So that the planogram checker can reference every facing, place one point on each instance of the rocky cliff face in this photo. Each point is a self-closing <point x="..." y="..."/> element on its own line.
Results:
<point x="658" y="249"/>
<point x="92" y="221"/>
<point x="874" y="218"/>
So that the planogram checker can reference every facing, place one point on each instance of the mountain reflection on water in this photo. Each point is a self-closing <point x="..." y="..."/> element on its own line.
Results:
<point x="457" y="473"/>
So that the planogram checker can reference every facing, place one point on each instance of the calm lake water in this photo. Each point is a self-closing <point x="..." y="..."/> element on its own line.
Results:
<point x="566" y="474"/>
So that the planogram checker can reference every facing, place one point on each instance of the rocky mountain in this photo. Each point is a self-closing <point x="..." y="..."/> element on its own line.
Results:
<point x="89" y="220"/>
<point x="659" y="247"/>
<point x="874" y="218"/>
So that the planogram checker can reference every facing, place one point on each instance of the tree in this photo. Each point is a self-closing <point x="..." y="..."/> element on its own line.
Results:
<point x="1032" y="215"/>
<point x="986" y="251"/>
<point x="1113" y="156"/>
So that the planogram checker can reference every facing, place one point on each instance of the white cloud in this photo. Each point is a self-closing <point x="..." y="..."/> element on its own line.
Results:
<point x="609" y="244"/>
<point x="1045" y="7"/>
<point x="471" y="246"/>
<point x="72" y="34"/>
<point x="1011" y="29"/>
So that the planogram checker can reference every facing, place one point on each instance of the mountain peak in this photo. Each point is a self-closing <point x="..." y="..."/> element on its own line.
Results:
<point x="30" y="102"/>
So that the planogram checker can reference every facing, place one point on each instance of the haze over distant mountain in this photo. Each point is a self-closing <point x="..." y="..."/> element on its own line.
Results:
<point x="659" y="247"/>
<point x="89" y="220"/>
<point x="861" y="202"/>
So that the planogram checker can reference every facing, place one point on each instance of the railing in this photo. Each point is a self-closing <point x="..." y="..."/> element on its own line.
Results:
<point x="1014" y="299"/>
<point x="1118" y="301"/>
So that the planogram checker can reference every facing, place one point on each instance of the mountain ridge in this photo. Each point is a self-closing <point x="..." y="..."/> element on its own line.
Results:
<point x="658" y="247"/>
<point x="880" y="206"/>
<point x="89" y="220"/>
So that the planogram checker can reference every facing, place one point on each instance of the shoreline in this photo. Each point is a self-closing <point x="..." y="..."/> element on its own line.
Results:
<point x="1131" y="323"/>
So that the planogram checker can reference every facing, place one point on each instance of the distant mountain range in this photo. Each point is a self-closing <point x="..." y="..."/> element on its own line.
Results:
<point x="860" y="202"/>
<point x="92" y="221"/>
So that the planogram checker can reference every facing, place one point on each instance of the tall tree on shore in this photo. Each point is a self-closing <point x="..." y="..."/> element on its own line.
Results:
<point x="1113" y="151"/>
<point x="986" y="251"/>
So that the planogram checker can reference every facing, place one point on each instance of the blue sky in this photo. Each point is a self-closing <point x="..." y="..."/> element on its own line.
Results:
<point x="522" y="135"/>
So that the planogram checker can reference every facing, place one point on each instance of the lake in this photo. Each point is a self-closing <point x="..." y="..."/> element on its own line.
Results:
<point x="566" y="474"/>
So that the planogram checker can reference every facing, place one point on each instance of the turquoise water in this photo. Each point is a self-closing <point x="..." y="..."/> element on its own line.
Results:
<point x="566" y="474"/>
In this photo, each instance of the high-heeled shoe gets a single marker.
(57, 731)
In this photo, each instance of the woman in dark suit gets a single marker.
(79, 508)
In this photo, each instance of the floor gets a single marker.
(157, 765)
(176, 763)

___

Above are some records; copy exactly the lines from the one with "of the blue" through the one with "of the lake", both included, and no others.

■ Exercise answer ■
So that the planogram checker can reference every facing, place one point on each instance of the blue sky in this photo. Each point is a self-closing <point x="..." y="..."/> element on its own line.
Results:
<point x="522" y="135"/>
So that the planogram checker can reference every facing, place one point on each instance of the lake in this photo. Each point is a self-closing <point x="..." y="..."/> element on its own line.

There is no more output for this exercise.